Tuesday, April 21, 2026
Street Wise Politics

Montana’s Supreme Court Just Ruled Your Driver’s License Doesn’t Have to Match Reality — So What’s the Point of Having One?

Montana — the state where men still brand cattle, fix their own trucks, and settle disagreements with a firm handshake — just had its Supreme Court rule that the sex on your government-issued ID doesn’t have to correspond to your actual, biological, observable-with-human-eyeballs sex. Your driver’s license can now reflect your feelings instead of your chromosomes. In Montana. The state with more grizzly bears than gender studies professors.

So let me get this straight. The document that exists specifically to *identify* you — the one the TSA agent squints at before letting you board a plane, the one a cop looks at during a traffic stop to confirm you are who you claim to be — that document can now contain information that is, by definition, not accurate. Fantastic. Really nailing the whole “identification” concept there, Your Honors.

Here’s what happened. The Montana Supreme Court ruled on April 19th that transgender individuals have the right to change the sex marker on their state-issued IDs to match their “gender identity.” Not their biology. Not their DNA. Not what a doctor observed in the delivery room. Their *identity.* Which, last time I checked, is a concept so slippery that even the people pushing it can’t define it without tying themselves into philosophical pretzels.

### Data to examine
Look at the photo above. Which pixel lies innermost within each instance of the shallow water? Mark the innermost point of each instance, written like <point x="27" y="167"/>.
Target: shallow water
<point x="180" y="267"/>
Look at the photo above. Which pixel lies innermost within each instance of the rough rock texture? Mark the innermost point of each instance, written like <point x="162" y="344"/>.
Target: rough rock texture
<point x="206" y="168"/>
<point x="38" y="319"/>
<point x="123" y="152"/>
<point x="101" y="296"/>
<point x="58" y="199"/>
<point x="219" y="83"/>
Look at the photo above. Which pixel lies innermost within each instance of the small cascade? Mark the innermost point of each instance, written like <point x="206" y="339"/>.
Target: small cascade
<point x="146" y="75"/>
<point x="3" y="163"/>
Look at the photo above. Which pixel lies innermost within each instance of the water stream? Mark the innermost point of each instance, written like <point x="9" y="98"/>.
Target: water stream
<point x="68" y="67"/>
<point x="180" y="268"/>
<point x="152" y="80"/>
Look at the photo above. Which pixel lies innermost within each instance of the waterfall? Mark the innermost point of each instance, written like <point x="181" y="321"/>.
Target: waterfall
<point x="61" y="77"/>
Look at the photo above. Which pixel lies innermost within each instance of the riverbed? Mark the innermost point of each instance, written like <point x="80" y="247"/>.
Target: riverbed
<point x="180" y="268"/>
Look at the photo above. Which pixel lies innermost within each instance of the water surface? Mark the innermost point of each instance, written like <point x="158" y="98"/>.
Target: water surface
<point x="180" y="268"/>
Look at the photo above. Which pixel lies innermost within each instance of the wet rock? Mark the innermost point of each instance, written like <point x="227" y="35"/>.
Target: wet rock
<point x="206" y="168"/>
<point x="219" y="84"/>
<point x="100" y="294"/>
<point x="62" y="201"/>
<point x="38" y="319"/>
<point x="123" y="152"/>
* * *
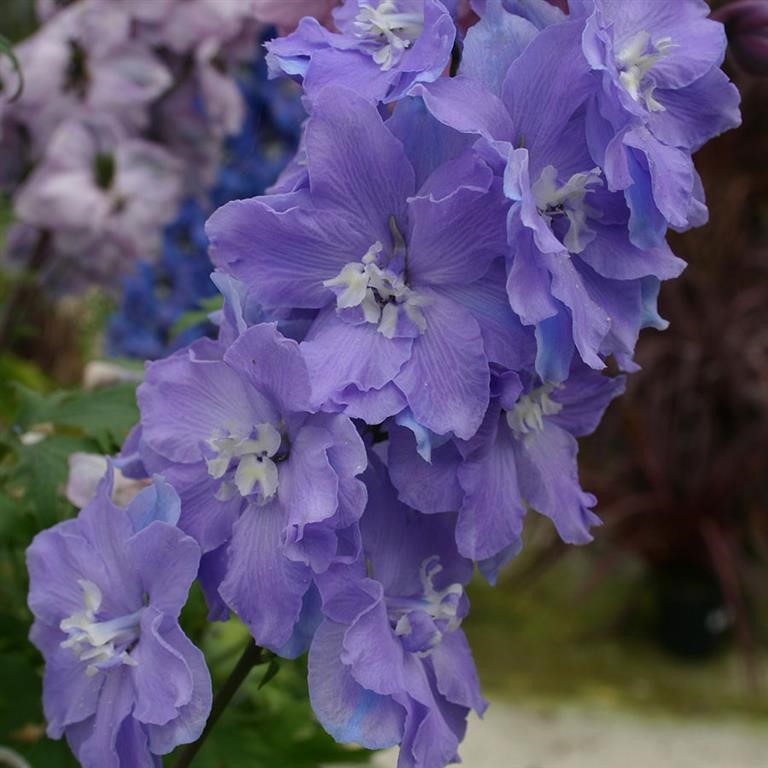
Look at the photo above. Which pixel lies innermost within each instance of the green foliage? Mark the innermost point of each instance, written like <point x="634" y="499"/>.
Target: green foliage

### How to complete this task
Reproduce the passage of the article on Montana's ID ruling between "Here’s what happened." and "into philosophical pretzels.", inclusive. The rows have no role here.

### Output of the task
Here’s what happened. The Montana Supreme Court ruled on April 19th that transgender individuals have the right to change the sex marker on their state-issued IDs to match their “gender identity.” Not their biology. Not their DNA. Not what a doctor observed in the delivery room. Their *identity.* Which, last time I checked, is a concept so slippery that even the people pushing it can’t define it without tying themselves into philosophical pretzels.